*What you should do*.
Pick out every line in the records below that contains the word "paved", and copy each of those lines in full.

*Exercise material*.
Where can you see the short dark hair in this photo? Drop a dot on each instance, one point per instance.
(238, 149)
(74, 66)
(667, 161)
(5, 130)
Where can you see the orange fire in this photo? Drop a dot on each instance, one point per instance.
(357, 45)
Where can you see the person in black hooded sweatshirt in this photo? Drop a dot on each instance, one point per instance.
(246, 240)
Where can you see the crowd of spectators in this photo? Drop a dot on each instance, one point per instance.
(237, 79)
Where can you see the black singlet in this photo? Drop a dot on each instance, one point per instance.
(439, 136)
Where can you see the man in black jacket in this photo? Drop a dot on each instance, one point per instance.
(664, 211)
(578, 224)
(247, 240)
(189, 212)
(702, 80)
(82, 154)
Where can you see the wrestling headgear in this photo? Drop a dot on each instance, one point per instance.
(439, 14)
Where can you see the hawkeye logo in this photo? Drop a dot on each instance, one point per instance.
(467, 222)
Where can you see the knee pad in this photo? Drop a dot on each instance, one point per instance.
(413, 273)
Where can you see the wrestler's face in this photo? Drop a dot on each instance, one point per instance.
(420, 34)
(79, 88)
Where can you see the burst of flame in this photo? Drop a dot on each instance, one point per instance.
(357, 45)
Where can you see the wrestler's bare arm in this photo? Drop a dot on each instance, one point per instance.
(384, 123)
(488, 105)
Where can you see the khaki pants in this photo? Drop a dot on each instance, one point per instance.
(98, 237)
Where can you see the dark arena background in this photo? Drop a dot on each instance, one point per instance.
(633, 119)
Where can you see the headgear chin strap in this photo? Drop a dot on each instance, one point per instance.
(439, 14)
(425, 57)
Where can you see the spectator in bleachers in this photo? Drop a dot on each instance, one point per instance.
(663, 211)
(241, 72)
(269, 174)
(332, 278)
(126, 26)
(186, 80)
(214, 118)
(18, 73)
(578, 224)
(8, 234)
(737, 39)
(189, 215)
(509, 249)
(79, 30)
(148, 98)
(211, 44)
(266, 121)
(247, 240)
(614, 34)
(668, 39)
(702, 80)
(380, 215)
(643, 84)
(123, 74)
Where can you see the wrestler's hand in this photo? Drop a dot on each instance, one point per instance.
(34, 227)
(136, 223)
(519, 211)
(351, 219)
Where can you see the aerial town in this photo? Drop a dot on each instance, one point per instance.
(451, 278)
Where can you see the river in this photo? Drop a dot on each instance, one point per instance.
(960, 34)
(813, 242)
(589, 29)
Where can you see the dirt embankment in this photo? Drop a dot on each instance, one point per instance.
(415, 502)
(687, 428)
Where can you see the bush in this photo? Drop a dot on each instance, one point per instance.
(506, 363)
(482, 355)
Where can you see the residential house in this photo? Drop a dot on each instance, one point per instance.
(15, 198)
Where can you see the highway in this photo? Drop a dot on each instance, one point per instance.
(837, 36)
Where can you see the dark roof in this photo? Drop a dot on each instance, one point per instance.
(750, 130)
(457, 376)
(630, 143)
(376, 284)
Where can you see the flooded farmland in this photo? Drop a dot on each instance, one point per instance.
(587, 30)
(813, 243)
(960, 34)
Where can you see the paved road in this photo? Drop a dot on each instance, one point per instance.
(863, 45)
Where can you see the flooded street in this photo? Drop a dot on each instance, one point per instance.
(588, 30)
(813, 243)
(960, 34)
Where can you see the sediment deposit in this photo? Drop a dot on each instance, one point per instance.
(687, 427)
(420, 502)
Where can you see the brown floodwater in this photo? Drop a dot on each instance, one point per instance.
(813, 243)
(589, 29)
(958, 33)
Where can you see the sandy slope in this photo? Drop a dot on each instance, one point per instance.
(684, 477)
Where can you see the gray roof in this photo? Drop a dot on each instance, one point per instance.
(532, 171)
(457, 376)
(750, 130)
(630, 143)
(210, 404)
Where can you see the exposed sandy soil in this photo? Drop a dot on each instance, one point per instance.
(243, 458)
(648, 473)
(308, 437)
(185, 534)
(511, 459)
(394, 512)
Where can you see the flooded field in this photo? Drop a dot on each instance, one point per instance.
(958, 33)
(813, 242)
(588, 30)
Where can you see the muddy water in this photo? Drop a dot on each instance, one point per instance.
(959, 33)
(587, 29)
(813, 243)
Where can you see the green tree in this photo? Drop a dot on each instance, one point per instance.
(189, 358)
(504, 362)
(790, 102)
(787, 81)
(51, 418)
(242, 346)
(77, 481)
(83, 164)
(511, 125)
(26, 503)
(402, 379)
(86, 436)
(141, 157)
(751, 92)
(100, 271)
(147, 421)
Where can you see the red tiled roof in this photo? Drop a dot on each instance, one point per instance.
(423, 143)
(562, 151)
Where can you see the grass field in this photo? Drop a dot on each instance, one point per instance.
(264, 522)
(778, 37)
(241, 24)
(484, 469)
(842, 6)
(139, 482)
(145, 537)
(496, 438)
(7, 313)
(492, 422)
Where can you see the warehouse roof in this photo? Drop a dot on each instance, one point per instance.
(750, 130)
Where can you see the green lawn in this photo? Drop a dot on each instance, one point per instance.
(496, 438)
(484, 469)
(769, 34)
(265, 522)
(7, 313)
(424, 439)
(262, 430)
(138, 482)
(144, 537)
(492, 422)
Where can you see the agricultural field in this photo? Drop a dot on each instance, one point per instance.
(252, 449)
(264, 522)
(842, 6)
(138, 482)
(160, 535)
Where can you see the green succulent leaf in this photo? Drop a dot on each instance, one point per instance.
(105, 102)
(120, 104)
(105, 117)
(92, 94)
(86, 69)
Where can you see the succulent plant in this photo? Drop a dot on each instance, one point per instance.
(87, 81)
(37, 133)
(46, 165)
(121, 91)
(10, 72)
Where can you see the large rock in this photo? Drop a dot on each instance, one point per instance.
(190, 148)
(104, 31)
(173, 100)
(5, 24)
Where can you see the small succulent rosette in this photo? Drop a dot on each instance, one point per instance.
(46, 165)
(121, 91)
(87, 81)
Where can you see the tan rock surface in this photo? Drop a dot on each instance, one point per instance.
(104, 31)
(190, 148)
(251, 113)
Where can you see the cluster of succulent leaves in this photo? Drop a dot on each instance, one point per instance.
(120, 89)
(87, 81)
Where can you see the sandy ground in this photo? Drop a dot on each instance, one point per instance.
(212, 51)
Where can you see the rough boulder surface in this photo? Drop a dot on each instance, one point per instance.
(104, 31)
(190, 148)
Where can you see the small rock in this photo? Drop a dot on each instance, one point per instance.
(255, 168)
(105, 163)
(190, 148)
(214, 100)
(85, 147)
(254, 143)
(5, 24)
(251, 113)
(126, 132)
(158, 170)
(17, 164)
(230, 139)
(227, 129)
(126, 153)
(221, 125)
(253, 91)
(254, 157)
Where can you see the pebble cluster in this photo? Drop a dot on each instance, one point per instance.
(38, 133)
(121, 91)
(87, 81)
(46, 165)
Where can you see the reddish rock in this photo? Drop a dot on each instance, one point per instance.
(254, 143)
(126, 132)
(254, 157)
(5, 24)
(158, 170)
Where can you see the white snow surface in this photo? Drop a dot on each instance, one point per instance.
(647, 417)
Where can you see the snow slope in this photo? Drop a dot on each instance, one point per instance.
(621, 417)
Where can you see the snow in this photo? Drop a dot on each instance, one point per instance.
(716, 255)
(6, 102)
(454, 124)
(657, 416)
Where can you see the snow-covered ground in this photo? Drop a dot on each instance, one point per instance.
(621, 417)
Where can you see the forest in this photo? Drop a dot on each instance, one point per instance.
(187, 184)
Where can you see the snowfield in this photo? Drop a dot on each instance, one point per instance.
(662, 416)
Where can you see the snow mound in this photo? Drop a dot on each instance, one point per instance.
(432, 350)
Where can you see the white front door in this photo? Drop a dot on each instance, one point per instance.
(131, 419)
==
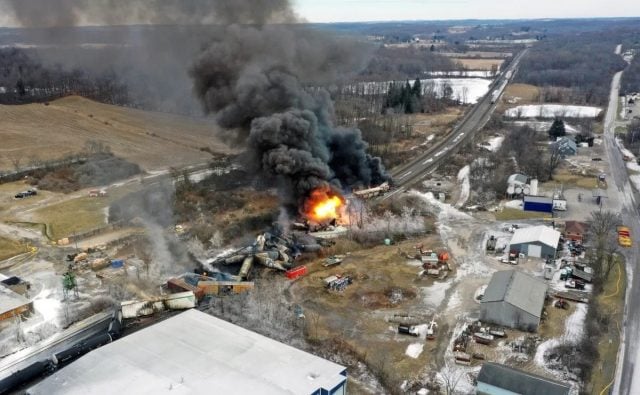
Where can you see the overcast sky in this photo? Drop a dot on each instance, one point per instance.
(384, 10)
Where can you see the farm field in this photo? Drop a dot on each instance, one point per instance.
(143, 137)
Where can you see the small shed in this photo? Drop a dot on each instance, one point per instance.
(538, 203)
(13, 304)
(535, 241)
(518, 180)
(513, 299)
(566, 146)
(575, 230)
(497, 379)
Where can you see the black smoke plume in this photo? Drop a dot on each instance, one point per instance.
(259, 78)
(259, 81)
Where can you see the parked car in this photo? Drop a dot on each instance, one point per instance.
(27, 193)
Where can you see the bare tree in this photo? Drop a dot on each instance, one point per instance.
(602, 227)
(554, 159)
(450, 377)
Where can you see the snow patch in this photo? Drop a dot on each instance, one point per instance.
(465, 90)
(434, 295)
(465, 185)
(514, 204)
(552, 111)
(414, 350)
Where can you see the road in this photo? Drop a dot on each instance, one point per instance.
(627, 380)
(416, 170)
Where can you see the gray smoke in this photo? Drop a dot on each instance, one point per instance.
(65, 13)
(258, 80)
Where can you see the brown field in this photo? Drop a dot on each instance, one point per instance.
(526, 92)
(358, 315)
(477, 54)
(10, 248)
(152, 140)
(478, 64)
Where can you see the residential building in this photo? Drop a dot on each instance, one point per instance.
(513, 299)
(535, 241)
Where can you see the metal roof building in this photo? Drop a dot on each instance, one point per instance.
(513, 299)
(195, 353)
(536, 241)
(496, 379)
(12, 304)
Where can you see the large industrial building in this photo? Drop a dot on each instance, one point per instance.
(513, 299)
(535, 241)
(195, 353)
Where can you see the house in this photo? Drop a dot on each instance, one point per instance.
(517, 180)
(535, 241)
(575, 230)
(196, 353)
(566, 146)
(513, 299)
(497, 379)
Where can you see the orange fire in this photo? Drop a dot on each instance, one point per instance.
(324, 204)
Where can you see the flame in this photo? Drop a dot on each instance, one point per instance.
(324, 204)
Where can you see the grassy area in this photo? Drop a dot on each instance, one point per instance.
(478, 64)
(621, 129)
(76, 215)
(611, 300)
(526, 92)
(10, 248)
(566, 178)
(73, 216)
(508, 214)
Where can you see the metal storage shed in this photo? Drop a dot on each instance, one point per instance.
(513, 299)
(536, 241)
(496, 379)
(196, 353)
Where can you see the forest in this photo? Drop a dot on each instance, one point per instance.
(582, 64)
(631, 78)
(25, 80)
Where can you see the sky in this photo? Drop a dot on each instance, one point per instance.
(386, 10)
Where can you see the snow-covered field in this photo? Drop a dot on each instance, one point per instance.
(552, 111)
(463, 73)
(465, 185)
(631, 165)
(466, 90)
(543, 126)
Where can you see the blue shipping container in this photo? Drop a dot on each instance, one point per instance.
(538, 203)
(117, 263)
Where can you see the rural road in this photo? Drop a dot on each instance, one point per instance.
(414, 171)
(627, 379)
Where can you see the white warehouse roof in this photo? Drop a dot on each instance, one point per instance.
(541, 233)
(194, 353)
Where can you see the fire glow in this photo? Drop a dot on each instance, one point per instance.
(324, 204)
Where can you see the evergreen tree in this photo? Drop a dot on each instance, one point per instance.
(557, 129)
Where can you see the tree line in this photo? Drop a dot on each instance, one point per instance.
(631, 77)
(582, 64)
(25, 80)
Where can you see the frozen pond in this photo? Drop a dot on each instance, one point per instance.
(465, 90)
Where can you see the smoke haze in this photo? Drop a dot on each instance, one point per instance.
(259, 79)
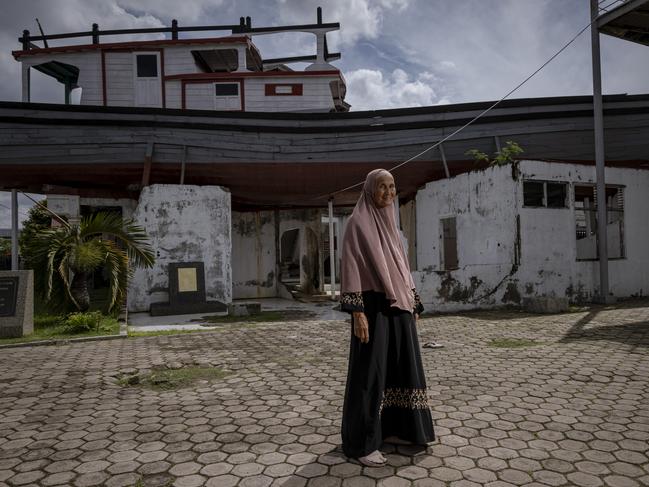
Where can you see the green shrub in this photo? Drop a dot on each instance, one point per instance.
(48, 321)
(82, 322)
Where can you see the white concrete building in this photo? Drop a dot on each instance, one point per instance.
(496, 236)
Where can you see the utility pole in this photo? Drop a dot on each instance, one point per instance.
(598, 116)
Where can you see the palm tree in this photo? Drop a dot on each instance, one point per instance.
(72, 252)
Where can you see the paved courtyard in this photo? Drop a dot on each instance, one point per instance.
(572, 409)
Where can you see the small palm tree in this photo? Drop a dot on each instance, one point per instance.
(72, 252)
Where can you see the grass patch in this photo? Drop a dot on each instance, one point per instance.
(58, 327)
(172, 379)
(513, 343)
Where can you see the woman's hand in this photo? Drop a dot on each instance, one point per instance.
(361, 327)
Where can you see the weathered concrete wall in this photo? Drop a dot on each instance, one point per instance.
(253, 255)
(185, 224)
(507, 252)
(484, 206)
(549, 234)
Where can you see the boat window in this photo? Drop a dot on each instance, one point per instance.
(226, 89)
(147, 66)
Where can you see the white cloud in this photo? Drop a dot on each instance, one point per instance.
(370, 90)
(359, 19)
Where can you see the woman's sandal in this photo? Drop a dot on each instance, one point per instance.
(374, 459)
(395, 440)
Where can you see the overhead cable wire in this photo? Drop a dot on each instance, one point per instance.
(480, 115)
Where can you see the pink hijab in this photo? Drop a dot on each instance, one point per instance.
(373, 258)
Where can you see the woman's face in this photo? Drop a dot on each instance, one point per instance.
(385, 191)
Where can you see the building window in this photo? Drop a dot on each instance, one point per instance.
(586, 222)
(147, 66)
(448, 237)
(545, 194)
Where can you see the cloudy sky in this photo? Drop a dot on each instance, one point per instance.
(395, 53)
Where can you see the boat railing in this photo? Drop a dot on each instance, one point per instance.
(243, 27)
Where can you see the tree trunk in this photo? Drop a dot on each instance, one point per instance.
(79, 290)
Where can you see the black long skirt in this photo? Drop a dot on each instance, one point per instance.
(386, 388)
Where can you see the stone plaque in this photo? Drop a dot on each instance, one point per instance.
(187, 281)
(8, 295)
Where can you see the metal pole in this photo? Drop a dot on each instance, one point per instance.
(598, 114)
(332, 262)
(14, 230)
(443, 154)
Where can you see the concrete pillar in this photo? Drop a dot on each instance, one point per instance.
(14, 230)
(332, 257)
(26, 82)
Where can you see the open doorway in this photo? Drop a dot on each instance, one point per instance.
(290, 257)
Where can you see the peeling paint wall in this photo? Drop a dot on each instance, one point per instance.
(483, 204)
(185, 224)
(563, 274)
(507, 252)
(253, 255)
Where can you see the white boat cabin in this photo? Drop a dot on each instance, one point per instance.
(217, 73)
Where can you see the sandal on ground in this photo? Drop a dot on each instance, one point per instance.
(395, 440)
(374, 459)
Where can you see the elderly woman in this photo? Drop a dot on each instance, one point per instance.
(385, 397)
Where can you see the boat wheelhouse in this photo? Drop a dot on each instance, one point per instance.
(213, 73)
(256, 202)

*The result*.
Where can you see the paved road in this photo? Drop a dot on each instance, one point per instance.
Where can you see the paved courtyard in this photo? Drop a dot on each instance, one point per instance.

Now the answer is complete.